Long before Apple got its mojo back, the king of the technology hill was 
Microsoft.

Microsoft simply dominated the PC industry, but it has recently fallen back. It 
(almost) missed the Internet Revolution, had a tablet that could've pre-empted 
the iPad and other innovative products that withered in the R&D vine.

What happened? Vanity Fair editor Kurt Eichenwald interviewed dozens of 
Microsofties and delved into troves of corporate emails to discover the culprit 
of the malaise that has plagued the tech giant for years: bureaucracy.

Eichenwald’s conversations reveal that a management system known as “stack 
ranking”—a program that forces every unit to declare a certain percentage of 
employees as top performers, good performers, average, and poor—effectively 
crippled Microsoft’s ability to innovate. “Every current and former Microsoft 
employee I interviewed—every one—cited stack ranking as the most destructive 
process inside of Microsoft, something that drove out untold numbers of 
employees,” Eichenwald writes. “If you were on a team of 10 people, you walked 
in the first day knowing that, no matter how good everyone was, 2 people were 
going to get a great review, 7 were going to get mediocre reviews, and 1 was 
going to get a terrible            review,” says a former software developer.

WHAT IS EXPECTED:
In the passage about Microsoft, which management system did every employee Eichenwald interviewed cite as the company's most destructive process?

Excerpts from a detection dataset:

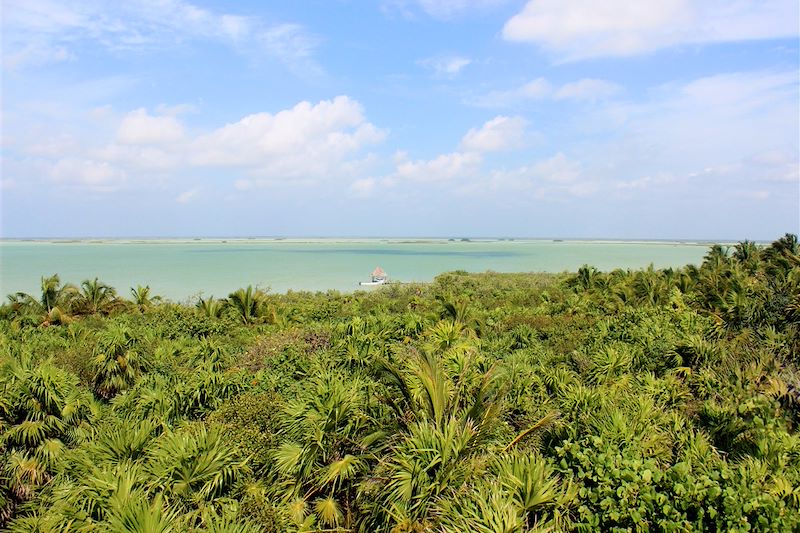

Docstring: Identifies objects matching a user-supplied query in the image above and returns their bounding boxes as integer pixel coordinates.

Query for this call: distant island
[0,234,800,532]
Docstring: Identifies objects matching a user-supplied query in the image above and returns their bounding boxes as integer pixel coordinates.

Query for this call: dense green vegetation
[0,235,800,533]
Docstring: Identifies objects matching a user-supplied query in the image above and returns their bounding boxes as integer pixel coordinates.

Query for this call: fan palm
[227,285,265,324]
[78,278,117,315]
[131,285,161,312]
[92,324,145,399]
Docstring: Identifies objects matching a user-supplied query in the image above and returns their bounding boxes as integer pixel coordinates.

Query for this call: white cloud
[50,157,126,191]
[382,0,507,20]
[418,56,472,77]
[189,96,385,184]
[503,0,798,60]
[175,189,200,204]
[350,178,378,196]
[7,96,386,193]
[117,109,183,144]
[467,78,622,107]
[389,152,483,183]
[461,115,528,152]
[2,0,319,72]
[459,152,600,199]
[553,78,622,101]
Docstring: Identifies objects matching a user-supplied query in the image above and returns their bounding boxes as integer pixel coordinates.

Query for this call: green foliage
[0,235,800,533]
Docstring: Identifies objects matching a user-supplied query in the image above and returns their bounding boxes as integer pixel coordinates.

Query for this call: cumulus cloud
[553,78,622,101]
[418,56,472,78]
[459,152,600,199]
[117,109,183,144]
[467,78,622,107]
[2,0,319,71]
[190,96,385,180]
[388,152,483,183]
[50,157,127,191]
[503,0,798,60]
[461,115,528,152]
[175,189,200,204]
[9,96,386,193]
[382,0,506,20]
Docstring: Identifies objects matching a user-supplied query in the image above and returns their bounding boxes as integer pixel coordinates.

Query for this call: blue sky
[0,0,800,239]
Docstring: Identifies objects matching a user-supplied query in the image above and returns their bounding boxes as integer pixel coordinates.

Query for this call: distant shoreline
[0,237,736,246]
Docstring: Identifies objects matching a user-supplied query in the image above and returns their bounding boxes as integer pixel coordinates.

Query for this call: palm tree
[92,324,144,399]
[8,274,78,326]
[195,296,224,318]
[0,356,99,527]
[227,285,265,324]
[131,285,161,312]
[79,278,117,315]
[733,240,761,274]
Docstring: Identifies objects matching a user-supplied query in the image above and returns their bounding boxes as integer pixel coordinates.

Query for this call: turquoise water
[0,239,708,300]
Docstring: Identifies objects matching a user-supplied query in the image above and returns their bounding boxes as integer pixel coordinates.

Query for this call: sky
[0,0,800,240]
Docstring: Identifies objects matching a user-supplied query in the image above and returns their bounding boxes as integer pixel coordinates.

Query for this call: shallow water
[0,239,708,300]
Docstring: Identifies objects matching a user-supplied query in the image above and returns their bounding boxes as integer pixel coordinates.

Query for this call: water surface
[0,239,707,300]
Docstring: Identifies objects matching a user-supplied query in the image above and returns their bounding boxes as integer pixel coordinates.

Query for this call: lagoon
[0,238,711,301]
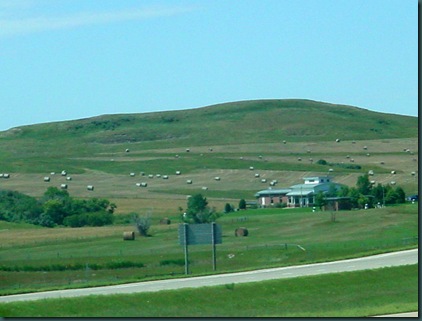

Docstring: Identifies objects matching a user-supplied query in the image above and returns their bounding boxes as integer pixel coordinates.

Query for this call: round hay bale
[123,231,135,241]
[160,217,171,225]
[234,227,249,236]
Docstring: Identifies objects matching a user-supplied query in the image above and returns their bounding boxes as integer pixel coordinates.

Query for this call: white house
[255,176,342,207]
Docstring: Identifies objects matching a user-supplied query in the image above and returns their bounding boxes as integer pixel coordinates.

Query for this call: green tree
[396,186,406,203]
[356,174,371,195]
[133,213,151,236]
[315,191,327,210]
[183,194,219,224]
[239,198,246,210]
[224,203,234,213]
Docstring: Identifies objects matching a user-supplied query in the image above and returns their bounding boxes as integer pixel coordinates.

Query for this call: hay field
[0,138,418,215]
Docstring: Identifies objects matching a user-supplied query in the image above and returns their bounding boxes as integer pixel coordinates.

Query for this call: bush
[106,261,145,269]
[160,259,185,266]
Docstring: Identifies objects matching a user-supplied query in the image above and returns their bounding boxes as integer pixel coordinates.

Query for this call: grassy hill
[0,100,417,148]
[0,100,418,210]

---

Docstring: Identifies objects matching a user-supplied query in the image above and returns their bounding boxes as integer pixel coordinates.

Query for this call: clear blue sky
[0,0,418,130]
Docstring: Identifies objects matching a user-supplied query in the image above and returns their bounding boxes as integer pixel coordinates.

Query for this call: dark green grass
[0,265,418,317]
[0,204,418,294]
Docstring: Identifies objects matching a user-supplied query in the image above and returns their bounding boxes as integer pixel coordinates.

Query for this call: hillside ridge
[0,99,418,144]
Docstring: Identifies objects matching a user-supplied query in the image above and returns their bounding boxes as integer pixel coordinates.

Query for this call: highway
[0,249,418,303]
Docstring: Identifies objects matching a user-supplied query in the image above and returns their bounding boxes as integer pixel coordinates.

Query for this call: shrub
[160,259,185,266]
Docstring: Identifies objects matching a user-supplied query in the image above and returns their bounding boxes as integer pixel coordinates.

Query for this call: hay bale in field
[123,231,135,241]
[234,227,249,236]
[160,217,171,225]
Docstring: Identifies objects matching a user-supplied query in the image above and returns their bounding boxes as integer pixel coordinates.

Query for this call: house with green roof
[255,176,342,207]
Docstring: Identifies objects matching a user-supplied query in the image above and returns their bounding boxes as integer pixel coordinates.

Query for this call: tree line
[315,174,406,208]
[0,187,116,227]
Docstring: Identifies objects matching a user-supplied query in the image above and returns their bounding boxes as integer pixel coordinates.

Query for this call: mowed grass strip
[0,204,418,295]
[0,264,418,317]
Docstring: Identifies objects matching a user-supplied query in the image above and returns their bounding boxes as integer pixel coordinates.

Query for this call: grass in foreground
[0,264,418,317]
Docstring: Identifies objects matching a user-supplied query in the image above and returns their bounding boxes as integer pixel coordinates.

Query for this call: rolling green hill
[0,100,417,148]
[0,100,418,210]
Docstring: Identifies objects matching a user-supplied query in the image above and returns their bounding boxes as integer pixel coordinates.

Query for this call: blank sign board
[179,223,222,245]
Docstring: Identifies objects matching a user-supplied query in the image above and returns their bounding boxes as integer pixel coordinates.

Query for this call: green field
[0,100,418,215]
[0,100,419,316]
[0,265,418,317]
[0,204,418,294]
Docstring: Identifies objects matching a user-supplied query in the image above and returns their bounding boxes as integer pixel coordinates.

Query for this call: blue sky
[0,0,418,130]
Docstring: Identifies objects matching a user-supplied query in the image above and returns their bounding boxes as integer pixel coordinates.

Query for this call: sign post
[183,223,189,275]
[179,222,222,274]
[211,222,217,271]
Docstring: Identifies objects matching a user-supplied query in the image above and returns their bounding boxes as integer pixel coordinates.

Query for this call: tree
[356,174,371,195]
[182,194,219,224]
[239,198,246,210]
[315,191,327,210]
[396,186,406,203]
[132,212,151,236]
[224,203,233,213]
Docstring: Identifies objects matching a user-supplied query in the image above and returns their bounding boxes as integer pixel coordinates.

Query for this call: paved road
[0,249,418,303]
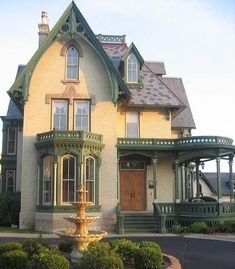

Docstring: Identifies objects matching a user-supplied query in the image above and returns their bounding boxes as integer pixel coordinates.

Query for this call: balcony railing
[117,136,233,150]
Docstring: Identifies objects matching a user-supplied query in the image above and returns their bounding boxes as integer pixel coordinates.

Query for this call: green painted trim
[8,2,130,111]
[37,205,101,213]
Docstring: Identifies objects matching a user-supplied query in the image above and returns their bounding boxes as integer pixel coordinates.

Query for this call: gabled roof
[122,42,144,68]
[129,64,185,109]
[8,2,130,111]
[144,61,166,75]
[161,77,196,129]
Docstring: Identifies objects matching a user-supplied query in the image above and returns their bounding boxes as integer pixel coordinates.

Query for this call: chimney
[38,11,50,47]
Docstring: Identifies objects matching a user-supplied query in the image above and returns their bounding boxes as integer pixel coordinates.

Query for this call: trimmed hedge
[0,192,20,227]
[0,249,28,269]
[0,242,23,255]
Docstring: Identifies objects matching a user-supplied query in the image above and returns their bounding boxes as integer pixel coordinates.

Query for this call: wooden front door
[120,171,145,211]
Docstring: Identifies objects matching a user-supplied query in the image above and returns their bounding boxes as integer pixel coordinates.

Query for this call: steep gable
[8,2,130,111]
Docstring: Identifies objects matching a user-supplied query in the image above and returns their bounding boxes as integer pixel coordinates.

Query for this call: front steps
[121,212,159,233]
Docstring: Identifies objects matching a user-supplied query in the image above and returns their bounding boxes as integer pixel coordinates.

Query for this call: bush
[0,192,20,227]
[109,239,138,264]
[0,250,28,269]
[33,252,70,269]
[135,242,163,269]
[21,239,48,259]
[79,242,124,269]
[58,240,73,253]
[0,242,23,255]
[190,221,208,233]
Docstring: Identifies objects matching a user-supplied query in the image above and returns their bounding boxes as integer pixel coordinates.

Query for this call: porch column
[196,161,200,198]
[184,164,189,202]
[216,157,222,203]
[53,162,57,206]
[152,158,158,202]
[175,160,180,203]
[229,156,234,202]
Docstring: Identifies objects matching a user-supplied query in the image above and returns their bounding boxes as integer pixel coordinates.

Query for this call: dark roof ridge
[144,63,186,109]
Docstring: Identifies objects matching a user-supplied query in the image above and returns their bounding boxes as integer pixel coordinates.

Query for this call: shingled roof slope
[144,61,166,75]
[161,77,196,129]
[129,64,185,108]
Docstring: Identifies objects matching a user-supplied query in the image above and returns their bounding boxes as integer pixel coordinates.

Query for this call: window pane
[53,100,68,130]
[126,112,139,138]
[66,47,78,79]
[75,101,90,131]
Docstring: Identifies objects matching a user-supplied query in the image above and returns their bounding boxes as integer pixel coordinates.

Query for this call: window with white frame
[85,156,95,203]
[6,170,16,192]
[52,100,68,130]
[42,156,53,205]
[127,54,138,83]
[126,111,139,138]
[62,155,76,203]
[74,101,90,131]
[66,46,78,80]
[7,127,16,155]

RESULT OF THIS TASK:
Stack ranking.